(Dataset entries)
※

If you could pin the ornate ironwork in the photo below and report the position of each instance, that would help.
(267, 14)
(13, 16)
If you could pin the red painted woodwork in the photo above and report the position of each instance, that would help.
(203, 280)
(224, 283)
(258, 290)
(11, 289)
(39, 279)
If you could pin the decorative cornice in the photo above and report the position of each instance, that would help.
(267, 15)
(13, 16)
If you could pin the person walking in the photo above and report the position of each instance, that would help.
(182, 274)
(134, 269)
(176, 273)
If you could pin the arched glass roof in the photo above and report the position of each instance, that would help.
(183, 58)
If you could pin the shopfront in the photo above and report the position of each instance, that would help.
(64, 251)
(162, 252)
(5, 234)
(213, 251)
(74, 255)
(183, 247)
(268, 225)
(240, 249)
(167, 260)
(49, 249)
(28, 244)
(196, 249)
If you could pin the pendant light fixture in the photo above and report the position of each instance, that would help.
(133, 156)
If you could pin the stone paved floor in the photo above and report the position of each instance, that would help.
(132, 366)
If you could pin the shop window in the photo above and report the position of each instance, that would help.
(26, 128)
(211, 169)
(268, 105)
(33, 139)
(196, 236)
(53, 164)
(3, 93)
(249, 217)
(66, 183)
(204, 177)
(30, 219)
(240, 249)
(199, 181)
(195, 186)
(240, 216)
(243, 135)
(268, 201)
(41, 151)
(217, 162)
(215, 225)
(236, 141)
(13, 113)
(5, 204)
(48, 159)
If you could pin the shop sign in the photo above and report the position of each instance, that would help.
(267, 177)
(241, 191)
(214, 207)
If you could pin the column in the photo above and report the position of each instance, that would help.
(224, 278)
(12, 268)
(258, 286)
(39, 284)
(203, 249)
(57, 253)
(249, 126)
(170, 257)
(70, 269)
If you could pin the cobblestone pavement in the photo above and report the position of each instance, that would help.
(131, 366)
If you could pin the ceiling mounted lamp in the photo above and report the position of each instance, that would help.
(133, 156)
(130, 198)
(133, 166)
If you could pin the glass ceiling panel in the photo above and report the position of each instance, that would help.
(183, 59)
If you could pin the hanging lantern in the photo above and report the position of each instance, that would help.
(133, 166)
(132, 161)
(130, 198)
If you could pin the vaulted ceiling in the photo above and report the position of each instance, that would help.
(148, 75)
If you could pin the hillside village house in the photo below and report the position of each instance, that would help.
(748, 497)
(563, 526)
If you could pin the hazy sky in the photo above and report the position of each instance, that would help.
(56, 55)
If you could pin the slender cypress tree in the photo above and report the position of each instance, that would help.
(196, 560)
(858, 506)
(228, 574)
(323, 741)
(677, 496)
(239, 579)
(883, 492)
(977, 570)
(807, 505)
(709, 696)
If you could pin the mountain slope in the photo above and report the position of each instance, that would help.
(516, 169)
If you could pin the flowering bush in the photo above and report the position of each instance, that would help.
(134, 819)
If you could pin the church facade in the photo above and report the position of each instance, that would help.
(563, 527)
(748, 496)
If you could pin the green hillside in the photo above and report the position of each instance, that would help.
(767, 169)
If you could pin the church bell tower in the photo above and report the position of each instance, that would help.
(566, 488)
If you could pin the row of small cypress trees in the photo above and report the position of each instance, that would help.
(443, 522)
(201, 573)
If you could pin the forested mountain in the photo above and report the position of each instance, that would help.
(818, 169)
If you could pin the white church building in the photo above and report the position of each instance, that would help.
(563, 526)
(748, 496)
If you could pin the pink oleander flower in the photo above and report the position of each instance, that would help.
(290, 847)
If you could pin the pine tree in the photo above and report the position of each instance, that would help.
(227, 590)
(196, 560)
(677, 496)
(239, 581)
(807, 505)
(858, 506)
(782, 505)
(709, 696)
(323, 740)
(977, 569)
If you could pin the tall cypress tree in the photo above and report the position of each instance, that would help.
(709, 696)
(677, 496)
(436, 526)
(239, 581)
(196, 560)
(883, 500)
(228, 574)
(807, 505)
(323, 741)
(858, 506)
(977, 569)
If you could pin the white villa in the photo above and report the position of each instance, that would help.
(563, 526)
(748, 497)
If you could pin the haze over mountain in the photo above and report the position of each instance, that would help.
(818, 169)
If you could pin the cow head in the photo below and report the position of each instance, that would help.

※

PROBLEM STATEMENT:
Recopy the whole listing exactly.

COMPLETED TASK:
If you could pin the ornate ironwork in the photo below and report the position of each instance, that would help.
(267, 14)
(13, 16)
If you could pin the red painted woodwork in the photo above and report the position of each instance, that would help.
(203, 280)
(224, 283)
(258, 290)
(11, 289)
(39, 279)
If you could pin the decorative cornice in the photo above and report the position of each instance, that would help.
(267, 15)
(13, 16)
If you could pin the person walking in the photo above and report the position of each instance, that would help.
(182, 274)
(134, 269)
(176, 273)
If you could pin the arched glass roof in the photo above and report the position of each instance, that would help.
(183, 58)
If you could pin the shopfront in the photo above and report the position of each instance, that would help.
(64, 251)
(162, 252)
(5, 234)
(213, 251)
(74, 255)
(183, 247)
(268, 225)
(240, 249)
(167, 260)
(49, 249)
(28, 244)
(196, 249)
If you could pin the pendant light fixture in the photo above and report the position of each instance, that would help.
(133, 156)
If you could pin the stone paved floor in the photo above and report the position of each instance, that would help.
(132, 366)
If you could pin the shop window in the photo above and report the position of each instance, that would help.
(26, 128)
(211, 169)
(268, 105)
(33, 139)
(196, 236)
(53, 164)
(3, 93)
(249, 217)
(66, 183)
(204, 177)
(30, 219)
(240, 249)
(199, 181)
(195, 186)
(240, 216)
(243, 135)
(268, 201)
(41, 151)
(217, 162)
(215, 225)
(236, 141)
(13, 113)
(5, 204)
(48, 159)
If you could pin the shop sign in the photo above and report the position of each instance, that would help.
(267, 177)
(241, 191)
(214, 207)
If you could pin the column in the photo above and report the position of each instance, that would help.
(224, 278)
(12, 268)
(258, 286)
(39, 284)
(203, 249)
(57, 253)
(249, 126)
(170, 257)
(70, 269)
If you could pin the cobblestone pavement in the photo above and report the position of each instance, that would help.
(131, 366)
If you could pin the ceiling mounted lamp in the photo above and report the position of each instance, that would help.
(133, 156)
(130, 198)
(133, 166)
If you could pin the glass ceiling panel in the photo above and report the position of each instance, that would help.
(183, 59)
If you could pin the hanging lantern in the photo above and report the position of each instance, that would help.
(133, 166)
(132, 161)
(130, 198)
If you could pin the vaulted ceiling in the photo above and report the position of each instance, that would help.
(148, 75)
If you could pin the hillside village house in the photo below and report the position of each instance, that would help.
(748, 497)
(563, 526)
If you could pin the hazy sky in the photo above and report the position of each instance, that would help.
(56, 55)
If you could pin the slender cypress tree in the photo above and report the position of each instance, that would help.
(196, 560)
(858, 506)
(228, 574)
(323, 741)
(677, 496)
(239, 579)
(883, 492)
(977, 570)
(807, 505)
(709, 696)
If you could pin the mountain slope in the photo above and report the position of each instance, that would help.
(516, 169)
If you could pin the flowering bush in the photo above and report the position of each instance, that would help.
(134, 819)
If you could pin the church facade in the photo above and report the position of each instance, that would help.
(563, 527)
(748, 496)
If you could pin the green hillside in the photo above and report the position of each instance, that would help.
(767, 169)
If you could pin the church bell tower in the photo above and report the position of each instance, that would help.
(566, 488)
If you could pin the row of small cypress trees in the photo above and report the position of each instance, that would help.
(443, 522)
(201, 573)
If you could pin the forested mountain in the photo above and report the position of each instance, that would help.
(818, 169)
If you could pin the white church building in the photo above and report the position of each instance, that would help.
(563, 526)
(748, 496)
If you could pin the pink oleander flower in the photo above and report the position of each instance, that would help.
(290, 847)
If you could pin the pine tree in the photo above and report the position of each instance, that would help.
(227, 590)
(196, 560)
(677, 496)
(239, 581)
(807, 505)
(858, 506)
(782, 505)
(709, 696)
(323, 740)
(977, 569)
If you could pin the tall cypress tree in the photo above and report the position of each instance, that would help.
(709, 696)
(677, 496)
(436, 526)
(239, 581)
(196, 560)
(883, 500)
(228, 574)
(807, 505)
(323, 741)
(858, 506)
(977, 569)
If you could pin the white villa in the photo above and report the position of each instance, that would help.
(563, 526)
(748, 497)
If you could pin the haze over mountain in the photo above and report the position of each instance, that would help.
(818, 169)
If you could pin the cow head in the photo below and report the position of each instance, that would help.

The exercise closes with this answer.